- Aim of the task -
Copy everything from "It turns out" down to "with a few." in the message on particles below.

----- Original Message -----
From: "RWGRAY" <[EMAIL PROTECTED]>
To: <[EMAIL PROTECTED]>
Sent: Monday, December 31, 2001 1:47 PM
Subject: Re: [JAVA3D] Best way to deal with many "duplicate"
objects such as particles?


> What is meant by a "particle" here?  Is the "particle" a
Sphere object?  How
> is a "particle" coded in Java 3D?  What do you use it for?

"Particles" are half way to hi-fi simulation of the world.  The
high-high end engineering and physics simulations break their
models into small chunks they pretentiously call "finite
elements,"  but game people call them "particles."  The approach
is the same.  You have code that forms the particles and then
describes how the particles change - their position, velocity,
appearance, their fission rate, e.g based on their position in
space and what the neighboring particles are doing.

It turns out that the best way right now to get convincing
looking flame, turbulent flow, explosions, etc. is to use
particles and give them enough real physics to get what you want
but not so much that the calculations hog all of your resources.

There's nothing disreputable or hackish about particles.  The
game people and the hi-fi simulators are heading in the same
direction on the same path.  The game people just want their
stuff to run on a hundred million or so boxes, while the hi-fi
people are content with a few.

Cheers,
Fred

>
>
> Bob Gray
>
> -----Original Message-----
> From: Discussion list for Java 3D API
> [mailto:[EMAIL PROTECTED]]On Behalf Of David Yazel
> Sent: Monday, December 31, 2001 1:31 PM
> To: [EMAIL PROTECTED]
> Subject: Re: [JAVA3D] Best way to deal with many "duplicate"
objects
> such as particles?
>
>
> The trick we are doing is to build a composite texture whcih
consist of all
> the small particle textures, generally in greyscale with
alphas.  Then we
> use a geometry updator against dynamic byref arrays of floats.

- Data extract -
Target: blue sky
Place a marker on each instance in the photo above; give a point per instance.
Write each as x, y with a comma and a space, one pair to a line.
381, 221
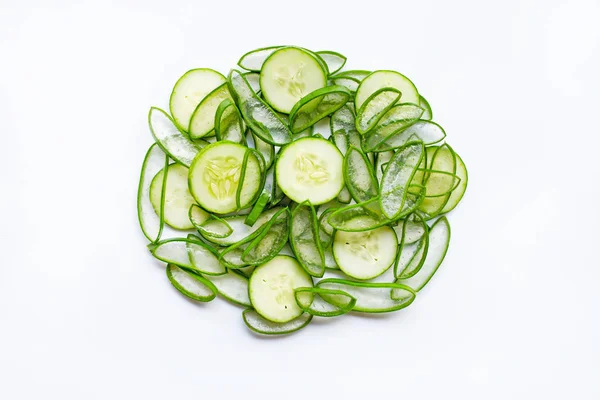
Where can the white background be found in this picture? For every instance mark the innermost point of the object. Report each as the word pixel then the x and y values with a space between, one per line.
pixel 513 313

- Result -
It turns out that the best way right now to get convincing
looking flame, turbulent flow, explosions, etc. is to use
particles and give them enough real physics to get what you want
but not so much that the calculations hog all of your resources.

There's nothing disreputable or hackish about particles.  The
game people and the hi-fi simulators are heading in the same
direction on the same path.  The game people just want their
stuff to run on a hundred million or so boxes, while the hi-fi
people are content with a few.